Turn every row below into a JSON list of strings, with one string per line and no blank lines. Leave the pictures out.

#####

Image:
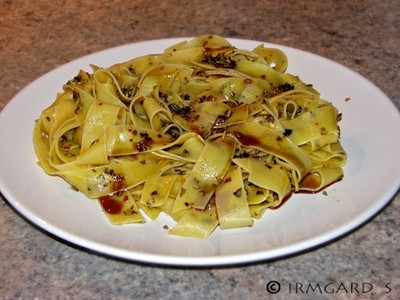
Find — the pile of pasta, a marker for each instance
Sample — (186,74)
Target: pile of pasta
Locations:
(207,133)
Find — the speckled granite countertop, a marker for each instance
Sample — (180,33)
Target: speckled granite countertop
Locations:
(37,36)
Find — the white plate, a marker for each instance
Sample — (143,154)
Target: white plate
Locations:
(370,135)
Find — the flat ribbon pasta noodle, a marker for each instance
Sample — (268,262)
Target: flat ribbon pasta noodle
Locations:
(206,133)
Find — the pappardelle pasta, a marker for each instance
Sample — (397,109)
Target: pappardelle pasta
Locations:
(207,133)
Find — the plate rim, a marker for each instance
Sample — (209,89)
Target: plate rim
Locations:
(219,260)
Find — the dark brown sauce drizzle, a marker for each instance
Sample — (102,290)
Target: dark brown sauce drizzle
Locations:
(110,205)
(288,196)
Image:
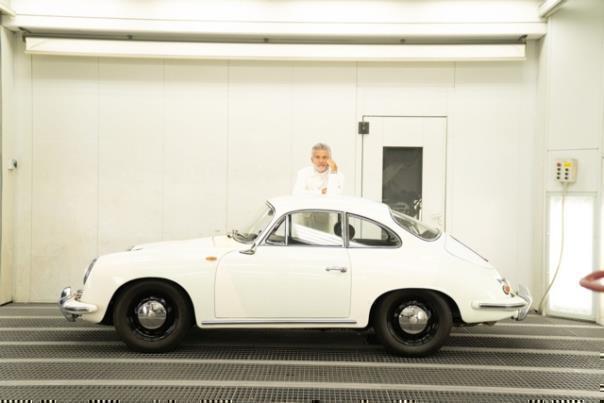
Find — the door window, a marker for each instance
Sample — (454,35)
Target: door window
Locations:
(308,228)
(364,233)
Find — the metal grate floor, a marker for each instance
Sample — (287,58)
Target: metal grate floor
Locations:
(44,357)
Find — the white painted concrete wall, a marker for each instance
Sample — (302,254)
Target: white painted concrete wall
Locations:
(571,83)
(8,120)
(117,152)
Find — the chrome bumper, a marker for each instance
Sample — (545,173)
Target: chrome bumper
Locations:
(71,307)
(525,294)
(522,306)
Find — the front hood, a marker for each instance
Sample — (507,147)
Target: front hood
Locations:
(462,251)
(197,243)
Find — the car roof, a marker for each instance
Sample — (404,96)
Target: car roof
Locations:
(352,204)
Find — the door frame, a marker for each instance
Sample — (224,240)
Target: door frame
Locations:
(360,157)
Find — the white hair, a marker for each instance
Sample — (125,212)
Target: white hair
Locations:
(320,146)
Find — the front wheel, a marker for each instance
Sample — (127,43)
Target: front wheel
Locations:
(413,323)
(152,316)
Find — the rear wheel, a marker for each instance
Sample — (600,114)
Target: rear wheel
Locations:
(152,316)
(413,323)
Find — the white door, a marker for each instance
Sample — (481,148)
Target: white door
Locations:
(302,275)
(404,161)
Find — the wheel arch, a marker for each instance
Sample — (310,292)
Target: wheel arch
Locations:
(108,317)
(455,312)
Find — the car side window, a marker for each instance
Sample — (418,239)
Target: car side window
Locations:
(365,233)
(277,236)
(314,228)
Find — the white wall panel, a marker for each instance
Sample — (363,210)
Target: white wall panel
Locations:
(195,149)
(22,152)
(64,176)
(576,76)
(491,154)
(324,111)
(188,148)
(131,161)
(260,136)
(8,178)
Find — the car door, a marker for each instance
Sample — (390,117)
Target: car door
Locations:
(299,271)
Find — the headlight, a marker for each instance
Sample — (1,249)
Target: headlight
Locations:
(89,269)
(505,287)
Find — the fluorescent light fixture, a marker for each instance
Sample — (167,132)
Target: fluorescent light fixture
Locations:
(267,51)
(277,29)
(6,9)
(549,7)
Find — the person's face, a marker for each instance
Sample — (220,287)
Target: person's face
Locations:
(319,160)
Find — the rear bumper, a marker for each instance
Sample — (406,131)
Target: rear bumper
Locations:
(520,303)
(71,307)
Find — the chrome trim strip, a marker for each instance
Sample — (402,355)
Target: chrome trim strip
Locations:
(278,322)
(491,305)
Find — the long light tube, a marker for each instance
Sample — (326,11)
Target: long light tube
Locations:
(255,51)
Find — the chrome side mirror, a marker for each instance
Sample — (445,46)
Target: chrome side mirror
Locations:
(249,251)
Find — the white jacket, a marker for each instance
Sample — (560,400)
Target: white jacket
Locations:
(310,181)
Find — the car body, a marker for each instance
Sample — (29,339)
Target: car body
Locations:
(311,262)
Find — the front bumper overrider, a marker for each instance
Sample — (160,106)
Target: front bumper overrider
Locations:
(71,307)
(521,302)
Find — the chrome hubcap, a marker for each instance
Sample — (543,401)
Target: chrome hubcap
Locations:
(413,319)
(151,314)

#####

◆ Response:
[
  "Image:",
  "Find — the pile of pasta, a marker for each instance",
  "Sample — (186,74)",
  "Target: pile of pasta",
  "Locations:",
  "(207,133)",
  "Find — the speckled granite countertop, a marker for each instance",
  "Sample — (180,33)",
  "Target: speckled granite countertop",
  "Locations:",
  "(37,36)",
  "Find — the white plate, a marker for each instance",
  "Sample — (143,154)",
  "Target: white plate",
  "Locations:",
  "(370,135)",
  "Find — the flat ribbon pasta noodle, a marker for each instance",
  "Sample — (268,262)",
  "Target: flat ribbon pasta noodle",
  "Locations:",
  "(206,133)",
  "Find — the pappardelle pasta, a marker for each instance",
  "Sample — (397,109)",
  "Target: pappardelle pasta",
  "Locations:",
  "(207,133)",
  "Find — the plate rim, a marker for each instance",
  "Sample — (209,89)",
  "Target: plate rim",
  "Locations:",
  "(219,260)",
  "Find — the dark brown sauce drizzle, a marker for each instance",
  "Sample — (102,290)",
  "Target: dark brown sauce drizzle",
  "Locations:",
  "(110,205)",
  "(288,196)",
  "Image:",
  "Find — the door window, a marker for each instance",
  "Sample — (454,35)",
  "Target: door window",
  "Locations:",
  "(308,228)",
  "(364,233)",
  "Find — the metal grate floor, a marker for each instance",
  "Sample — (287,58)",
  "Target: metal grate floor",
  "Locations:",
  "(44,357)",
  "Find — the white painted concrete wall, a marker for each instance",
  "Sample — (302,254)",
  "Target: white painted concrete wall",
  "Locations:",
  "(571,83)",
  "(8,120)",
  "(117,152)",
  "Find — the chrome bumper, a marker for each instance",
  "Sample — (545,173)",
  "Target: chrome bumper",
  "Locations:",
  "(71,307)",
  "(525,294)",
  "(522,306)",
  "Find — the front hood, a marker for each instance",
  "Sample — (507,147)",
  "Target: front hood",
  "Locations:",
  "(462,251)",
  "(197,243)",
  "Find — the car roof, a marker for each instance",
  "Sample — (404,96)",
  "Target: car roof",
  "Locations:",
  "(352,204)",
  "Find — the door frame, a marker for each instance",
  "Sample — (224,240)",
  "Target: door frame",
  "Locations:",
  "(360,157)",
  "Find — the white hair, a marker for each instance",
  "Sample — (125,212)",
  "Target: white hair",
  "Locations:",
  "(320,146)",
  "Find — the front wheel, a marker for each instance",
  "Sample — (127,43)",
  "Target: front wheel",
  "Locations:",
  "(413,323)",
  "(152,316)",
  "Find — the rear wheel, a marker for each instance",
  "Sample — (600,114)",
  "Target: rear wheel",
  "Locations:",
  "(152,316)",
  "(413,323)",
  "Find — the white door, a marker for each instance",
  "Sample — (481,148)",
  "Target: white door",
  "Locations:",
  "(302,275)",
  "(404,161)",
  "Find — the wheel arch, a marker for each instance",
  "Sample — (310,292)",
  "Target: wheel arch",
  "Locations:",
  "(108,317)",
  "(455,312)",
  "Find — the car side window, a marker for each instance",
  "Sample — (418,239)",
  "Target: car side window",
  "Locations:",
  "(365,233)",
  "(277,236)",
  "(314,228)",
  "Find — the white wall panel, a marker for each instance",
  "Sample — (363,210)",
  "Target: white wall panel",
  "Locations:",
  "(195,149)",
  "(22,152)",
  "(64,176)",
  "(576,76)",
  "(491,154)",
  "(324,111)",
  "(188,148)",
  "(131,161)",
  "(260,136)",
  "(8,178)",
  "Find — the car door, a marker for each instance",
  "Sample — (390,117)",
  "Target: car door",
  "Locations:",
  "(299,271)",
  "Find — the headlight, a marker for each instance",
  "Sample — (1,249)",
  "Target: headlight",
  "Locations:",
  "(89,269)",
  "(505,287)",
  "Find — the fluorescent light fixture, a marker for each instance",
  "Sample — (167,132)",
  "Target: fluorescent light fixture",
  "Locations:",
  "(267,51)",
  "(277,29)",
  "(6,9)",
  "(549,7)",
  "Find — the person's face, a marker for each instance",
  "Sample — (220,287)",
  "Target: person's face",
  "Locations:",
  "(319,160)",
  "Find — the rear bumper, a marker for each instance",
  "Sample — (406,131)",
  "Target: rear bumper",
  "Locations:",
  "(520,303)",
  "(71,307)",
  "Find — the chrome trim strip, a marker for each instance",
  "Sample — (402,355)",
  "Target: chrome trim strip",
  "Locations:",
  "(278,322)",
  "(491,305)",
  "Find — the long light tube, a marker for each instance",
  "Sample — (326,11)",
  "Target: long light tube",
  "Locations:",
  "(255,51)",
  "Find — the chrome side mirror, a marker for each instance",
  "Sample — (445,46)",
  "Target: chrome side mirror",
  "Locations:",
  "(249,251)",
  "Find — the white jacket, a marker for each instance",
  "Sample — (560,400)",
  "Target: white jacket",
  "Locations:",
  "(310,181)",
  "Find — the car body, a marker for each instance",
  "Sample — (29,339)",
  "Target: car body",
  "Locations:",
  "(311,262)",
  "Find — the front bumper overrider, a marker for each instance",
  "Sample — (160,106)",
  "Target: front bumper overrider",
  "Locations:",
  "(71,307)",
  "(521,302)",
  "Find — the chrome hubcap, a marker for each instance",
  "Sample — (543,401)",
  "Target: chrome hubcap",
  "Locations:",
  "(413,319)",
  "(151,314)"
]